PASSAGE TO READ:
§

Can vitamins help with SAD (Seasonal Affective Disorder)?
In the autumn and winter, it’s normal to experience a change in mood. As the days get shorter and there’s less sunlight, you might start to feel more sad, irritable and tired than usual. For some people, this can be a sign of Seasonal Affective Disorder (SAD).
Do you have Seasonal Affective Disorder (SAD)?
Feeling sad, worried or stressed at this time of year doesn’t necessarily mean you have Seasonal Affective Disorder, but it can still be worth speaking to a doctor if you’re concerned. SAD is a recognised mental health condition that can be properly diagnosed and treated, so you shouldn’t worry or feel embarrassed about seeking help.
SAD is a type of depression that is caused by the changing seasons. Most people who have it experience symptoms in the winter and feel better in the summer (although for some people it’s the opposite).

§

ACTIVITY LIST:
A) Reproduce the SAD article word for word from "Can vitamins help" up to and including "Affective Disorder (SAD)?".
B) For each statement, say yes or no to whether it agrees with the SAD article, and quote the words that decide it: (i) Most people with SAD feel better in the summer. (ii) Feeling sad at this time of year means a person has SAD. (iii) SAD cannot be properly diagnosed.

§

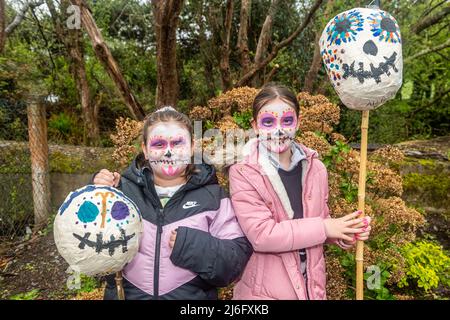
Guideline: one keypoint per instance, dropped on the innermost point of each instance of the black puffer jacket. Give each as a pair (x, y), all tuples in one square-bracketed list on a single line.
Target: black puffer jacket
[(210, 250)]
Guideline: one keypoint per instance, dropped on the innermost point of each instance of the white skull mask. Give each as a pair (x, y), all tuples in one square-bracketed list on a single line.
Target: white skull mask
[(362, 52)]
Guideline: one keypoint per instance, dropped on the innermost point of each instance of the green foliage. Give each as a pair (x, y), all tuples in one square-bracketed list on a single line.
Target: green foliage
[(348, 262), (349, 189), (30, 295), (88, 284), (431, 186), (334, 156), (427, 265)]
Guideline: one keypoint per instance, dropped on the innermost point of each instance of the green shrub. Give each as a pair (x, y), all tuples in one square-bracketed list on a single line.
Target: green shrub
[(427, 265), (30, 295)]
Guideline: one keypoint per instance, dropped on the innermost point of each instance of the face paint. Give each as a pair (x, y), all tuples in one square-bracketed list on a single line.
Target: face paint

§

ANSWERS BY ITEM NUMBER:
A)
Can vitamins help with SAD (Seasonal Affective Disorder)?
In the autumn and winter, it’s normal to experience a change in mood. As the days get shorter and there’s less sunlight, you might start to feel more sad, irritable and tired than usual. For some people, this can be a sign of Seasonal Affective Disorder (SAD).
Do you have Seasonal Affective Disorder (SAD)?

B)
(i) Yes: "Most people who have it experience symptoms in the winter and feel better in the summer"
(ii) No: "Feeling sad, worried or stressed at this time of year doesn’t necessarily mean you have Seasonal Affective Disorder"
(iii) No: "SAD is a recognised mental health condition that can be properly diagnosed and treated"